■ **Problem to work on**
Reproduce the lines from the one containing "point: carved stone" through the end of the material, inclusive, replacing "staircase" with "stairway" and leaving everything else unchanged.
################
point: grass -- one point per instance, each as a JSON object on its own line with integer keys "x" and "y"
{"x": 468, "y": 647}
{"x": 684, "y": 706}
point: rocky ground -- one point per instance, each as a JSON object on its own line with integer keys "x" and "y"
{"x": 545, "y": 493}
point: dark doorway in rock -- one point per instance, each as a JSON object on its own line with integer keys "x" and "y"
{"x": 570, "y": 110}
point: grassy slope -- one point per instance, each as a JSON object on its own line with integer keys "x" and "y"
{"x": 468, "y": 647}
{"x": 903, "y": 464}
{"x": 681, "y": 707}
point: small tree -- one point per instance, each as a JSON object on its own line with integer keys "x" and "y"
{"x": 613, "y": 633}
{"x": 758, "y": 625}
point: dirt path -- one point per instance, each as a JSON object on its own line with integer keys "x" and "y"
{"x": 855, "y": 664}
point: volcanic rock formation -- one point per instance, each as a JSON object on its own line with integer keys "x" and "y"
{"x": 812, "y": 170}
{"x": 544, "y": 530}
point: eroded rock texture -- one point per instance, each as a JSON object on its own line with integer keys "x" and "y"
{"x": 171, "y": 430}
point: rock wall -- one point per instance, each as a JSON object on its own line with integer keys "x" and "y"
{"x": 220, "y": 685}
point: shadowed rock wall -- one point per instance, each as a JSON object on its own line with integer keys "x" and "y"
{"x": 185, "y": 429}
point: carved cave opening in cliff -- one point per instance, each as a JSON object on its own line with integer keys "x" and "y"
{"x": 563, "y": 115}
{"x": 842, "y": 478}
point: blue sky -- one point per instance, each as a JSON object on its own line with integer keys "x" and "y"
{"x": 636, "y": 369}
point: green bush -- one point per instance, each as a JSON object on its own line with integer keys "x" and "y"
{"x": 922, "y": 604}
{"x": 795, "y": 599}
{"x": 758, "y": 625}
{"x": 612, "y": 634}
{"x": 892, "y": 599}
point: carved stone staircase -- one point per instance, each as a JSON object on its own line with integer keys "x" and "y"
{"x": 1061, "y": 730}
################
■ **The answer**
point: carved stone stairway -- one point per instance, each as a JSON object on its own line with integer keys "x" and "y"
{"x": 1061, "y": 730}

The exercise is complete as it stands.